== Задания ==
A. Ответьте по отрывку о президенте Кеннеди:
(i) Какой подарок Хрущева показал президент?
(ii) Как называлась новая стратегия США, о которой говорится в отрывке?
(iii) По какому вопросу президент проявил готовность к сдвигам?
B. Продолжите отрывок о президенте Кеннеди, начав сразу после его последней фразы.

В конце встречи президент провел меня по кабинетам своих основных помощников (Банди, Соренсена, Сэлинджера) и познакомил с ними, давая им краткие шутливые характеристики. Он показал также некоторые экспонаты, которые были подарены ему в разное время, особо обратив внимание на модель корабля из моржовой кости, полученной им в подарок от Хрущева. Среди картин в Белом доме неожиданно встретились два небольших полотна известного российского мариниста Айвазовского с весьма редкой для него „земной тематикой': „Зима в Санкт-Петербурге'. Обе картины были отданы в Белый дом на некоторое время из частной коллекции.
Президент, если сравнивать его с прежним Кеннеди (на встрече в Вене), смотрелся уже как человек, уверенно держащий в руках бразды правления. Судя по отдельным его высказываниям и обмену репликами с ним по различным вопросам, я чувствовал, что он неплохо владеет материалом, касающимся советско- американских отношений.
Забегая вперед, скажу, что чем чаще я встречался с президентом, тем больше убеждался в том, что это был человек сильного, независимого характера. Внешне он всегда был выдержанным и любезным, сохранял полное спокойствие. Наши беседы касались самых острых вопросов международного положения и советско-американских отношений. Он не уклонялся от разговора по существу. Но, стараясь показать, что готов искать пути к конструктивному и взаимоприемлемому решению проблем, президент в большинстве случаев проявлял упорство в отстаивании и аргументации официальной позиции. К этим острым темам мы возвращались неоднократно, но, как правило, каждая сторона оставалась при своем мнении. Исключение, пожалуй, составлял один вопрос о прекращение испытаний ядерного оружия в трех сферах, в котором президент проявил готовность к сдвигам.
Важной особенностью президента Кеннеди было и то, что он все время как бы оставлял открытыми каналы для диалога между двумя правительствами, даже в периоды резкого ухудшения наших отношений. Это сыграло впоследствии большую роль при урегулировании кубинского кризиса и установлении прямой „горячей связи' между высшим руководством обеих стран.
В то же время за приятными манерами президента и его готовностью к спокойному диалогу скрывалось стремление максимально активизировать внешнюю политику и военную стратегию США. Появилась новая стратегия „гибкого реагирования', которая предполагала готовность США к военным действиям при любых ситуациях. Усилилась при Кеннеди и гонка ядерных вооружений.
Возвращаясь к своей первой беседе с президентом Кеннеди, скажу, что я суммировал свои впечатления о нем в своем докладе в Москву следующим образом: „Мы имеем сейчас дело с достойным оппонентом с американской стороны'.

== Материал ==
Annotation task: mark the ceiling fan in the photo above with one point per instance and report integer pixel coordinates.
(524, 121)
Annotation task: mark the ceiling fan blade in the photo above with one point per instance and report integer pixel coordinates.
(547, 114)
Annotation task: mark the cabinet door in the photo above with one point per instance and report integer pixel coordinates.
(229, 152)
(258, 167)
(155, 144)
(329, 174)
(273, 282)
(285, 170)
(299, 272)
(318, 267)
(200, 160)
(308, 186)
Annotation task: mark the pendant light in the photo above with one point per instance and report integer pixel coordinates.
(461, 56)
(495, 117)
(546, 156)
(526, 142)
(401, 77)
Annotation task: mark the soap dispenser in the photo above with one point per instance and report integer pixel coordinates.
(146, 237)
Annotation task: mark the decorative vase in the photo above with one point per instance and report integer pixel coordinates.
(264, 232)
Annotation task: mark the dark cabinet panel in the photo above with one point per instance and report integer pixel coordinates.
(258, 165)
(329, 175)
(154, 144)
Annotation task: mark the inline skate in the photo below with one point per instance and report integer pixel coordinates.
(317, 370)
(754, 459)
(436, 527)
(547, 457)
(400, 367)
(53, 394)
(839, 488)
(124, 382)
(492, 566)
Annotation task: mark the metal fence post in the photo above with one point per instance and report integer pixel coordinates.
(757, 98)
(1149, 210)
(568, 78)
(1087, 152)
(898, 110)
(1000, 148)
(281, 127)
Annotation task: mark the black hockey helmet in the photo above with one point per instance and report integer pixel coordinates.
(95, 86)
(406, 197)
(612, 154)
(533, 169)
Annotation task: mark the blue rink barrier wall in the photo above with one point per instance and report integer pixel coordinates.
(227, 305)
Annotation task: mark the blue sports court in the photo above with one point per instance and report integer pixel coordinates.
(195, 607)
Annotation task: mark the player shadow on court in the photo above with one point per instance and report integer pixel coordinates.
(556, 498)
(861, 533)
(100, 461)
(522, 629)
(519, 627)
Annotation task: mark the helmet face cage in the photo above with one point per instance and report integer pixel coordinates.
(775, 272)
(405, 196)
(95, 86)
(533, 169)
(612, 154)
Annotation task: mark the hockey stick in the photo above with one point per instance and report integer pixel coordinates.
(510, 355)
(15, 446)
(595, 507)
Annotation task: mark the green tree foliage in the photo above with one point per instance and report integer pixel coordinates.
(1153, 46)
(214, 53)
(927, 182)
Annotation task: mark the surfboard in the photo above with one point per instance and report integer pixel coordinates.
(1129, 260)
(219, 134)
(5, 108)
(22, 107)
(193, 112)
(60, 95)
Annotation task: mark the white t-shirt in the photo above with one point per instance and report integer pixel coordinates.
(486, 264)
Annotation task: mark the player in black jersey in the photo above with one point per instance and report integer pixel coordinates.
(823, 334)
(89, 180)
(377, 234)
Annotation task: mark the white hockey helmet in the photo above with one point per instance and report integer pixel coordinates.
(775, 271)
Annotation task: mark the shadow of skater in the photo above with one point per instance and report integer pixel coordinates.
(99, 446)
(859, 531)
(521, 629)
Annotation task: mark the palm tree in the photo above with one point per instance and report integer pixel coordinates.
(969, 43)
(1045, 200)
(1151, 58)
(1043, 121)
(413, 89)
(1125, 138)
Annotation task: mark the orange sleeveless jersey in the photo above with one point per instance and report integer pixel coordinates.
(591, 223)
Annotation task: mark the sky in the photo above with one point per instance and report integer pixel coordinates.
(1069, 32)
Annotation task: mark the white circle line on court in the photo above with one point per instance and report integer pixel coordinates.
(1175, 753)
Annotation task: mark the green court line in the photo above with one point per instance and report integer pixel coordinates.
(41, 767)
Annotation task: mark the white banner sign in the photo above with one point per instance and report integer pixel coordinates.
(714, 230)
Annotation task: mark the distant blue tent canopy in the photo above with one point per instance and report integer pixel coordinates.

== Ожидаемые ответы ==
A.
(i) Модель корабля из моржовой кости.
(ii) Стратегия «гибкого реагирования».
(iii) По вопросу о прекращении испытаний ядерного оружия в трех сферах.

B.
Несколько слов о моих сообщениях в Москву. Сразу после бесед с президентом, госсекретарем или другими видными официальными представителями я обычно посылал информационные шифротелеграммы об этих встречах. Я не диктовал эти телеграммы стенографистке или кому-либо из дипломатов, а писал всегда сам от руки. Такова была многолетняя привычка, да к тому же это позволяло соблюдать максимальную конфиденциальность переписки с Москвой. В курсе этой переписки был лишь советник- посланник, который оставался временным поверенным в делах в мое отсутствие (Георгий Корниенко, Юлий Воронцов, Александр Бессмертных, Владиллен Васев, Олег Соколов, Виктор Исаков, ставшие затем известными дипломатами). Бывали, правда, отдельные так называемые „особые' телеграммы личного порядка, которые предназначались только для посла.
После вручения верительных грамот началась моя полнокровная деятельность в качестве посла. Встретился с ведущими официальными представителями администрации Кеннеди. В ходе этих встреч завязывались и беседы по существу. Общее первое впечатление от этих бесед: в советско-американских отношениях, несмотря на наличие ряда проблем, которые мы обсуждали, не было серьезного продвижения вперед, равно как и ближайших перспектив на такой сдвиг.
Показательным в этом смысле был — с точки зрения оценки ситуации самой администрацией — и закрытый брифинг для небольшой группы ведущих обозревателей, который провел Раск 10 апреля. Он, в частности, сказал, что правительство США не видит большого практического значения в советском предложении о заключении пакта о ненападении между странами НАТО и Варшавского договора. Такой пакт имел бы смысл лишь в том случае, если бы сперва с Советским Союзом была достигнута какая-то договоренность об общем статус-кво, которая включала бы и соглашение по Западному Берлину, а перспектив такого соглашения пока не видно.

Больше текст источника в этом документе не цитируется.